▶ TASK PROMPT:
Pick out each line below that contains the word "window", and copy those lines.

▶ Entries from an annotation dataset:

——

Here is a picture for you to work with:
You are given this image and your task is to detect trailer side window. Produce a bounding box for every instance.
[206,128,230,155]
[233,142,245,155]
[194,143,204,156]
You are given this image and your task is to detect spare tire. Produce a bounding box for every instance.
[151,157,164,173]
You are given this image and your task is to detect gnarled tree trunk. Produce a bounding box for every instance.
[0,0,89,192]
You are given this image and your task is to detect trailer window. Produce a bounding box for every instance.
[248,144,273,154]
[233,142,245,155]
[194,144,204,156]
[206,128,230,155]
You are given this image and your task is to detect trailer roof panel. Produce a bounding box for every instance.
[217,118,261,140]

——

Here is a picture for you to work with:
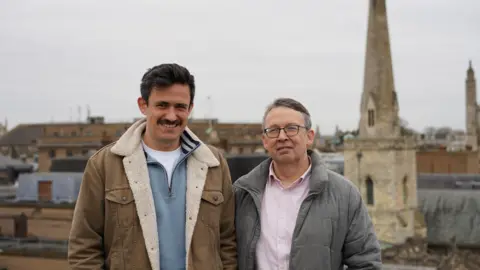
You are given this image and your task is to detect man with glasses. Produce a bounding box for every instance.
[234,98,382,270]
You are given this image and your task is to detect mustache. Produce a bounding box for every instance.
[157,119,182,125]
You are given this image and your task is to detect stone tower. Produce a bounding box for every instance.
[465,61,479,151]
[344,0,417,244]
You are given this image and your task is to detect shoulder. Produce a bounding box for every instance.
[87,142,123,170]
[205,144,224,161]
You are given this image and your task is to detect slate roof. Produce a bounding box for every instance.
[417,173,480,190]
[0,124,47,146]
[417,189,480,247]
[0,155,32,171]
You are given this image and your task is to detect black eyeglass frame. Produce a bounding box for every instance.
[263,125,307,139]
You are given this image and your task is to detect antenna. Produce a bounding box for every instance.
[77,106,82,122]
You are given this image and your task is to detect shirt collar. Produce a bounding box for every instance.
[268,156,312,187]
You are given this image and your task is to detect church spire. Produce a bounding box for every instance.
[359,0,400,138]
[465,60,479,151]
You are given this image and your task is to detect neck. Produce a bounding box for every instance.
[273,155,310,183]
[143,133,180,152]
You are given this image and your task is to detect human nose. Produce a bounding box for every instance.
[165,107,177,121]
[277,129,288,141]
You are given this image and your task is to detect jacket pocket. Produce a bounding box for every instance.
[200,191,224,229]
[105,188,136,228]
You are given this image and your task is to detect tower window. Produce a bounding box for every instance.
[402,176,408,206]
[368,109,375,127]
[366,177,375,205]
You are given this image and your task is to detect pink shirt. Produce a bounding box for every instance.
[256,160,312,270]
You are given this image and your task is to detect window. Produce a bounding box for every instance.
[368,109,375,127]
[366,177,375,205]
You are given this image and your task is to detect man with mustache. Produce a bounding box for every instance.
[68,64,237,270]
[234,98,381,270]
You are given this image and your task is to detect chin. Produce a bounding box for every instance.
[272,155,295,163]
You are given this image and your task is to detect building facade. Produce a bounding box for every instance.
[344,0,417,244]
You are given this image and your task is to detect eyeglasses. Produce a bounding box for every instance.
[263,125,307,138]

——

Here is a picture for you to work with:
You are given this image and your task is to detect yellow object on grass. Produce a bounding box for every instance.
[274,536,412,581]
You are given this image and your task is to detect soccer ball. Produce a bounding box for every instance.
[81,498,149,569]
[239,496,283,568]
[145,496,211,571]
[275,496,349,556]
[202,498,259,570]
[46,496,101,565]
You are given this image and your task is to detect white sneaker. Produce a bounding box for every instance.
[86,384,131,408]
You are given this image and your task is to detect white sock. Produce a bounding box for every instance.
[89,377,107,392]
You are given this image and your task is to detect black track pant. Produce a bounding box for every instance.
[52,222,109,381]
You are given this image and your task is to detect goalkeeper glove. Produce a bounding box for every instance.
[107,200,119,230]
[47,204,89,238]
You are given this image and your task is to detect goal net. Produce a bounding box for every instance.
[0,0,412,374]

——

▶ SOLVED EXERCISE:
You are given this image and your task is to detect trailer side window. Produce a bounding box for every instance.
You are given this image and your task is to detect trailer window. Produce a bounding box for every instance.
You are given this image and your task is to detect tower window. Produce a bounding box for every instance.
You are given this image and your task is to detect window. Produce a bounding box for every instance.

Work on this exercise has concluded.